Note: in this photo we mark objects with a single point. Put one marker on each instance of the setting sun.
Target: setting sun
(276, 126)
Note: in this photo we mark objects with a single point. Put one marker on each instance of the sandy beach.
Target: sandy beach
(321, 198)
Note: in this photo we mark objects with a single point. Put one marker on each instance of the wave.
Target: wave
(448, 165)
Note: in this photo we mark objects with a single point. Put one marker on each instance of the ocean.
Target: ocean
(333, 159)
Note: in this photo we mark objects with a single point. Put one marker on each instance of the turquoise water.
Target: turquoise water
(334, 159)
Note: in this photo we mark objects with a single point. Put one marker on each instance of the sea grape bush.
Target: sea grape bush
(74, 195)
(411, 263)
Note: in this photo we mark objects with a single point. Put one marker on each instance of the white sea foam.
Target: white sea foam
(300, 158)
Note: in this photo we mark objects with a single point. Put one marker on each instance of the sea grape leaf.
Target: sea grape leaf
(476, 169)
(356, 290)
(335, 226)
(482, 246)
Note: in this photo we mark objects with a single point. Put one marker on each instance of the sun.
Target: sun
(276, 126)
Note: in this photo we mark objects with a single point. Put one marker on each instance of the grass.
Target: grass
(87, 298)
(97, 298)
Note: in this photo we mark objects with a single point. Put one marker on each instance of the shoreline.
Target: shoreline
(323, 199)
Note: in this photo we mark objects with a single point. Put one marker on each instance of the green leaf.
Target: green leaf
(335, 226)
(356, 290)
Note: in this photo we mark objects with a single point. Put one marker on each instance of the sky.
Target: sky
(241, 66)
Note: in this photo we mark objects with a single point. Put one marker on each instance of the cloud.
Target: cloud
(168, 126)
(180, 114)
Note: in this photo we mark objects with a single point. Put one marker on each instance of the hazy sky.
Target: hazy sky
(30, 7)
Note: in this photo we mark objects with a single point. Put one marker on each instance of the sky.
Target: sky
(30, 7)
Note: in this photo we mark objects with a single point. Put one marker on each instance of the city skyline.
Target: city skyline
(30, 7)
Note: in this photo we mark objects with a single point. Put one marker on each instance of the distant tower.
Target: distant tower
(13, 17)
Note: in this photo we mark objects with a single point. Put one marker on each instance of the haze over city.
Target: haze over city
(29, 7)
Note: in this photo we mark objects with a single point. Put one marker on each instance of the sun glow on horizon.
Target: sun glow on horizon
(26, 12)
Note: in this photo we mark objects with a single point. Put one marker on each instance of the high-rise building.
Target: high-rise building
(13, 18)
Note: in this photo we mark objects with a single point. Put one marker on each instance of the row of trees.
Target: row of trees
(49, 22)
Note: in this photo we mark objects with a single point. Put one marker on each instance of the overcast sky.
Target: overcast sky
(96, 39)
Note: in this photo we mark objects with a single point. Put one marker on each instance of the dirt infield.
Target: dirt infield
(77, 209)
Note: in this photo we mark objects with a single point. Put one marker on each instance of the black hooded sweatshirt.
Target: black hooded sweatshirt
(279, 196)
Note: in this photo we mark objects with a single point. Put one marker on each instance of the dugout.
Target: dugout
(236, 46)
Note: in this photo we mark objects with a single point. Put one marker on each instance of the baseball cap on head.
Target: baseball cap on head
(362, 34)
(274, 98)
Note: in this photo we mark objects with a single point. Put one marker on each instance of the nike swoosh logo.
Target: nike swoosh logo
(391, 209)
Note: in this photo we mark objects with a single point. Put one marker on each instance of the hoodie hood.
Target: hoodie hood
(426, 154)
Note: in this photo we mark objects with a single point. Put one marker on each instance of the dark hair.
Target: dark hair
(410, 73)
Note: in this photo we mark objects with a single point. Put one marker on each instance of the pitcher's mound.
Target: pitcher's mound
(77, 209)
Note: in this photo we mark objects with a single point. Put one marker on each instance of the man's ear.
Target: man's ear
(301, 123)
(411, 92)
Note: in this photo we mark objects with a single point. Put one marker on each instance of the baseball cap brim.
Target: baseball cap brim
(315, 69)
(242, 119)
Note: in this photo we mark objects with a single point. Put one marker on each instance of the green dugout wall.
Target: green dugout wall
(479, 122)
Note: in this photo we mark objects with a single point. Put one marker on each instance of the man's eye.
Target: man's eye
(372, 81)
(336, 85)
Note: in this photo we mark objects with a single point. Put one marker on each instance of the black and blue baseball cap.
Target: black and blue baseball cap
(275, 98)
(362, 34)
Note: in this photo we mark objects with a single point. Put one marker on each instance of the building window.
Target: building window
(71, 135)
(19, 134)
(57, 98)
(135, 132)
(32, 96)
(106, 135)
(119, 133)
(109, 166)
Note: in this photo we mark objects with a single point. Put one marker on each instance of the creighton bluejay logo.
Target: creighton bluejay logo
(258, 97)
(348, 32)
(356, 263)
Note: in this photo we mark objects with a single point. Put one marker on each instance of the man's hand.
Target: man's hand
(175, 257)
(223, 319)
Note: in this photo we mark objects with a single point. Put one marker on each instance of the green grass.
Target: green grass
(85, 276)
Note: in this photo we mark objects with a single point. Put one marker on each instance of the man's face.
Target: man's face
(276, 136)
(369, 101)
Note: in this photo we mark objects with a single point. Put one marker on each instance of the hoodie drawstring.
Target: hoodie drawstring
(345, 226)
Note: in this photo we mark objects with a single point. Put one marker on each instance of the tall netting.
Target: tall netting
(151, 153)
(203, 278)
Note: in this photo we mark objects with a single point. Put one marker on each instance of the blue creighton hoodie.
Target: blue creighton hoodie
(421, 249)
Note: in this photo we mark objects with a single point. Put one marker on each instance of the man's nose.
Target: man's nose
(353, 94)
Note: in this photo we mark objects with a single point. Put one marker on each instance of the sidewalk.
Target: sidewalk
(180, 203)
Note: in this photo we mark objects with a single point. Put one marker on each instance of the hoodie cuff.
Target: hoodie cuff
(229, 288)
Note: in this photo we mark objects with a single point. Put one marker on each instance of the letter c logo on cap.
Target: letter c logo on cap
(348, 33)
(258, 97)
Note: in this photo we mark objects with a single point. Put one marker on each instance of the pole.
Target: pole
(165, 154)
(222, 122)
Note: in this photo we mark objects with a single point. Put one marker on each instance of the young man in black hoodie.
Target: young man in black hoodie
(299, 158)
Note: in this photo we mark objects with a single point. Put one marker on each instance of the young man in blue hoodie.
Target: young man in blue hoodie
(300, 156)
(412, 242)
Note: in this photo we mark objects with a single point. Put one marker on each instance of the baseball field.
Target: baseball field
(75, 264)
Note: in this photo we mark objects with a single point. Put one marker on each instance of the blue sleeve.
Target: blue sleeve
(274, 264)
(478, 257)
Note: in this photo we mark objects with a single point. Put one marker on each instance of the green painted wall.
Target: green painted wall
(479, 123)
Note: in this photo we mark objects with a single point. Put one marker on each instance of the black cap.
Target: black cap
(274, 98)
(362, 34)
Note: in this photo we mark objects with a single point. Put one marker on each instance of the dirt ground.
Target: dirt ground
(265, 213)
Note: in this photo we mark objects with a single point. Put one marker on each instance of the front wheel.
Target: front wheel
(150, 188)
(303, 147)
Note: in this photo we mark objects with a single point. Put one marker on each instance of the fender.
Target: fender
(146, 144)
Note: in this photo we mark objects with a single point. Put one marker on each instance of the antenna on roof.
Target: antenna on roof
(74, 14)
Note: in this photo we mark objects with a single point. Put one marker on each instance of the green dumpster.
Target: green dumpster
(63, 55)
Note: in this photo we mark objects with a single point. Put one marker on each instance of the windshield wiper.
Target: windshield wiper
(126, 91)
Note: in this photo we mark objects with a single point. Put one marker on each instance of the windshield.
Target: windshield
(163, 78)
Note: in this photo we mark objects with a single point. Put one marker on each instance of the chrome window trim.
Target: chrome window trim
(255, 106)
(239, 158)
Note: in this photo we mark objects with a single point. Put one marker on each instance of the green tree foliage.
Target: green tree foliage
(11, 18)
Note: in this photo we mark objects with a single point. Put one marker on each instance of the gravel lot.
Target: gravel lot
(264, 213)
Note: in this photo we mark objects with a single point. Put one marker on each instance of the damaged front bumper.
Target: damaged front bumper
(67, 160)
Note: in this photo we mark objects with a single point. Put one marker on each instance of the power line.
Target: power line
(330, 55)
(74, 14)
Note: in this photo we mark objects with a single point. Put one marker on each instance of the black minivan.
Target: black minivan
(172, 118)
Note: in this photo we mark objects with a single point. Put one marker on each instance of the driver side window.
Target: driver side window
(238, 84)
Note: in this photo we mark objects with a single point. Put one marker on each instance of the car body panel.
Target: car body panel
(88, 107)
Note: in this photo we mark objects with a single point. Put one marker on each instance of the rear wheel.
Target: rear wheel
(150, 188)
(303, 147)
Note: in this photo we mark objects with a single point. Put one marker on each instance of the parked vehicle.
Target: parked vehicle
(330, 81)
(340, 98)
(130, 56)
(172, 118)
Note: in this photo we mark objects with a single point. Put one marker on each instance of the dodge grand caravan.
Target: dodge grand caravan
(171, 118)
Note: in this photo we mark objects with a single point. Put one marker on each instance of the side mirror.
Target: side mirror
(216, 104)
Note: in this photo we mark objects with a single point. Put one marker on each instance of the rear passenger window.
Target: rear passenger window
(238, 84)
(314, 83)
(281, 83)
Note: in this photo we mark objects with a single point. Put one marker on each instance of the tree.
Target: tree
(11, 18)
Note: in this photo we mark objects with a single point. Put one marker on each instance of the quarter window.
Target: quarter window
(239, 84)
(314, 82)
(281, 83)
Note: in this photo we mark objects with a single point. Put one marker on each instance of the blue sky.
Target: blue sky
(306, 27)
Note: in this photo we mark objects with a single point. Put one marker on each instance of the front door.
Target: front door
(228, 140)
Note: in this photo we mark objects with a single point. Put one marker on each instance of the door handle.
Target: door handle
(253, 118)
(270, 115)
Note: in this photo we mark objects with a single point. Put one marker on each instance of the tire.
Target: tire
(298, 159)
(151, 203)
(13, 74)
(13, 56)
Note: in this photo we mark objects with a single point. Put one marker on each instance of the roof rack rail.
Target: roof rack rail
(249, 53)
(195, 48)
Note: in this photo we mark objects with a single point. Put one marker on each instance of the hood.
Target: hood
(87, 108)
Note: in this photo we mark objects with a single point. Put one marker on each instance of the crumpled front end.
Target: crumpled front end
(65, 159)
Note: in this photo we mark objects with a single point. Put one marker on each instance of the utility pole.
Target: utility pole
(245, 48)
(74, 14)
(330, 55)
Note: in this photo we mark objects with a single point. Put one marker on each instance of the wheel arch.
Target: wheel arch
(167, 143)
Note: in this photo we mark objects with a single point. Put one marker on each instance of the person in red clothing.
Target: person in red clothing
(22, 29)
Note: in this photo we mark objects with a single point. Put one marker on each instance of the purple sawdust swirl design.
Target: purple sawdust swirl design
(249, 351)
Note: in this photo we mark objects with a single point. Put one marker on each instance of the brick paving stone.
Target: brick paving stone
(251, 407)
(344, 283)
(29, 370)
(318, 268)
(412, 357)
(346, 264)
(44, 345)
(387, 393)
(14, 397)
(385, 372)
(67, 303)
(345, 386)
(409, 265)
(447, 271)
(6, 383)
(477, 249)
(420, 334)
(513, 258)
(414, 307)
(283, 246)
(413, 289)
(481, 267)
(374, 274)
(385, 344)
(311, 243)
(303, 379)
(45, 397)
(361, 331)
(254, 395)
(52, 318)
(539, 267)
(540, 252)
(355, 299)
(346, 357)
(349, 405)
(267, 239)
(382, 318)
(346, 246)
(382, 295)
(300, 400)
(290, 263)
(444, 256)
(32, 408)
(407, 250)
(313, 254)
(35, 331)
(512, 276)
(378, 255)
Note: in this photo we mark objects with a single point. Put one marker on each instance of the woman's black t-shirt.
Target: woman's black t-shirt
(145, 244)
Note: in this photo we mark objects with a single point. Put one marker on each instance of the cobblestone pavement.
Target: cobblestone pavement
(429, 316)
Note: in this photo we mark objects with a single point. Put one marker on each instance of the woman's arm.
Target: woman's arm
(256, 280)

## WORK INSTRUCTION
Starting at the line with "car body panel." and ending at the line with "rear passenger window.", print each line of the listing above exactly, with no other lines.

## FINISHED TASK
Note: in this photo we mark objects with a single point. Put one marker on each instance of the car body panel.
Target: car body panel
(88, 107)
Note: in this photo we mark objects with a single point. Put one marker on each instance of the rear wheel.
Target: rear wheel
(150, 188)
(303, 147)
Note: in this photo we mark objects with a single point. Put one marker on each instance of the parked vehicle.
Target: parked vehicle
(330, 81)
(340, 98)
(130, 56)
(172, 118)
Note: in this photo we mark objects with a single point. Put one marker on each instance of the dodge grand caravan.
Target: dodge grand caravan
(171, 118)
Note: in this photo we mark objects with a single point. Put one marker on each instance of the side mirror.
Target: side mirror
(216, 104)
Note: in this photo we mark objects with a single point. Put one marker on each instance of the rear passenger window.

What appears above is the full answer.